Dans le premier billet émis sur ce blogue, voilà deux ans, nous présentions une lettre de Villiers de
l’Isle-Adam, et contions la fâcheuse et désespérante, quoique hilarante, aventure
à laquelle la missive en question faisait référence. Dans cette autre lettre, ci-dessous,
datée d’il y a exactement 127 ans, jour pour jour, Villiers exhorte son ami
Huysmans à venir partager, en compagnie de Léon Bloy, dernier des trois
malheureux « Hypocondres », un repas de fête imaginaire.

============

> À faire:
a: Reproduisez l'extrait sur la lettre de Villiers, tout le passage depuis « Dans le premier » jusqu'à « de fête imaginaire. ».
b: Rédigez la suite de l'extrait sur la lettre de Villiers à Huysmans, s'il vous plaît, en reprenant après sa dernière phrase.

> Données sources:

============

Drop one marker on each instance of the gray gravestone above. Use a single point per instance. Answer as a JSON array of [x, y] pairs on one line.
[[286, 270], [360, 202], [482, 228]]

============

> Jeu de réponses:
a:
Dans le premier billet émis sur ce blogue, voilà deux ans, nous présentions une lettre de Villiers de
l’Isle-Adam, et contions la fâcheuse et désespérante, quoique hilarante, aventure
à laquelle la missive en question faisait référence. Dans cette autre lettre, ci-dessous,
datée d’il y a exactement 127 ans, jour pour jour, Villiers exhorte son ami
Huysmans à venir partager, en compagnie de Léon Bloy, dernier des trois
malheureux « Hypocondres », un repas de fête imaginaire.

b:
Villiers et Bloy sont alors dans une panade complète. Huysmans, seul, rentre
quelque argent régulier. Le menu délirant que Villiers propose à son invité a
de quoi ouvrir l’appétit. Le plus beau déjeuner du monde, en quelque sorte…
Les orthographe, syntaxe,
grammaire et dispositions aberrantes diverses de Villiers ont été évidemment
respectées, avec un plaisir intense. Les furtives notes intempestives
explicatives sont de nous-mêmes ou de Daniel Habrekorn, éditeur, chez Thot, des Lettres,
correspondance à trois (1980).
Ce 25bre 86
Venez, mon cher ami ; ce
sera le déjeuner des trois Hypocondres. – Si nous rédigions d’avance, le menu
de la conversation ?… Pourquoi, puisque tout est régulier de nos jours, ne
pas mettre en regard de la carte des choses à manger celle des propos à
tenir ? De cette sorte on aurait d’avance la couleur morale d’un repas.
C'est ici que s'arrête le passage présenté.